### [PROBLEM TO WORK ON]
The entries below must be returned exactly as they stand.
START PROVIDED MATERIAL
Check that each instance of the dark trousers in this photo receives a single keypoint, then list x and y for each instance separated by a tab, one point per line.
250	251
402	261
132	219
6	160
END PROVIDED MATERIAL
### [YOUR RESPONSE]
Check that each instance of the dark trousers in this photo receives a single keypoint, then list x and y for each instance separated by a tab, one point per line.
250	251
402	261
132	219
6	160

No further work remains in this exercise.